**Exercise details**
Rewrite these records with "kitchen knife" replaced by "chef's knife" wherever it occurs, changing nothing else. Leave the pictures out of your answer.

**Items from a data source**
===

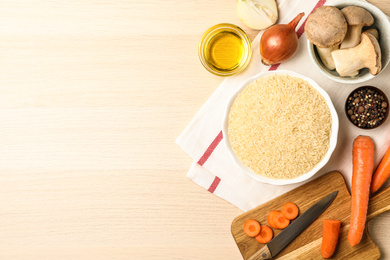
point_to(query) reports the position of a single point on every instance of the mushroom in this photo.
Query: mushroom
(366, 55)
(357, 18)
(326, 28)
(373, 32)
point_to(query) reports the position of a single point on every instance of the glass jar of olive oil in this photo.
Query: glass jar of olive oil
(225, 49)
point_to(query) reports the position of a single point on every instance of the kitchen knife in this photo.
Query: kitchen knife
(293, 230)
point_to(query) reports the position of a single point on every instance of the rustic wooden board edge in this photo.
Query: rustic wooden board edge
(332, 174)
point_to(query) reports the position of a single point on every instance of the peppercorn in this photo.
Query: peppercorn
(366, 107)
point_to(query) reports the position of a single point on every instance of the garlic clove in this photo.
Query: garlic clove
(257, 14)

===

**Exercise answer**
point_to(query) reports the position of a single point on every instance of the mushroom in this photo.
Query: mushroom
(366, 55)
(357, 18)
(326, 28)
(373, 32)
point_to(query) reports the position of a single point on every instance of the glass jar of olive oil in this photo.
Query: glass jar of olive oil
(225, 49)
point_to(query) reports the position of a single point on every instance of the chef's knife in this photo.
Query: chef's knife
(293, 230)
point_to(query) reports the position of a single point on every instance of the rustic wooden board edge in this photo.
Query: rustic wooden board edge
(332, 174)
point_to(query) reports the position of a single point on every instance of the peppercorn in this photo.
Query: peppercorn
(366, 107)
point_to(query) reports the position of a single point on every instance of the garlic clove in this photo.
Query: garlic clove
(257, 14)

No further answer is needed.